### TASK
Count the lines in the data below that contain the string "each", with case taken into account. Reply with the number alone.

### INPUT ROWS
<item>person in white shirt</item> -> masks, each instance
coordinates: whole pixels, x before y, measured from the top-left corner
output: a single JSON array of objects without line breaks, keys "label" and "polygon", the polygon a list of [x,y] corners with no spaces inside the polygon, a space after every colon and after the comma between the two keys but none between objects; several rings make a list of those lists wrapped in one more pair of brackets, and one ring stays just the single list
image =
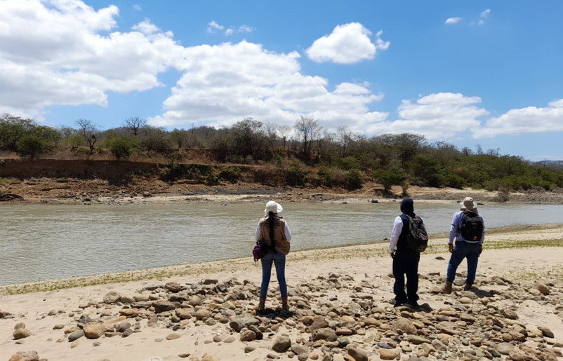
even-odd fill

---

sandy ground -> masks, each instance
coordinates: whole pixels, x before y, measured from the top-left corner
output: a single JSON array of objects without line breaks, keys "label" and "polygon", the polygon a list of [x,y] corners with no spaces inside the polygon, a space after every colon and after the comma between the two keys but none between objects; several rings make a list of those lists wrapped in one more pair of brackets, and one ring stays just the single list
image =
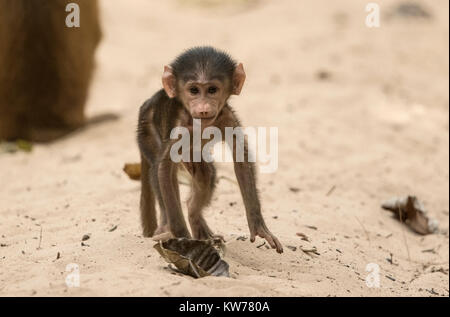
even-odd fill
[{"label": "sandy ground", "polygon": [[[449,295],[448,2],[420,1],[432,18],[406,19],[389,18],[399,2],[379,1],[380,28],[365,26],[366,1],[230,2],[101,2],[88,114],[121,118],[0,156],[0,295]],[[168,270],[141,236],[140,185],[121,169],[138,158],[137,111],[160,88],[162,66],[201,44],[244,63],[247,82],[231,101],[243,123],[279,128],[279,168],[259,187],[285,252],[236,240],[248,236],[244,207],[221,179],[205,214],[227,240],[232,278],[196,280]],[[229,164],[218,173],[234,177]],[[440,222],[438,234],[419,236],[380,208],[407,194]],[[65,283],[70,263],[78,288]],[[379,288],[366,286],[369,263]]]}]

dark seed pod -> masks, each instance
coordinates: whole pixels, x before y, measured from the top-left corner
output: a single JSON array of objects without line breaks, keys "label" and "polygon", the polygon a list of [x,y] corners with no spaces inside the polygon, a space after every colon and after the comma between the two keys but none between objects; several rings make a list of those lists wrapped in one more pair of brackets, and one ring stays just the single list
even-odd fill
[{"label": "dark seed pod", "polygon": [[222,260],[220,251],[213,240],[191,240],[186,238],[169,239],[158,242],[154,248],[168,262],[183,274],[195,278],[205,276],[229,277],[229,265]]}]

### TASK RESULT
3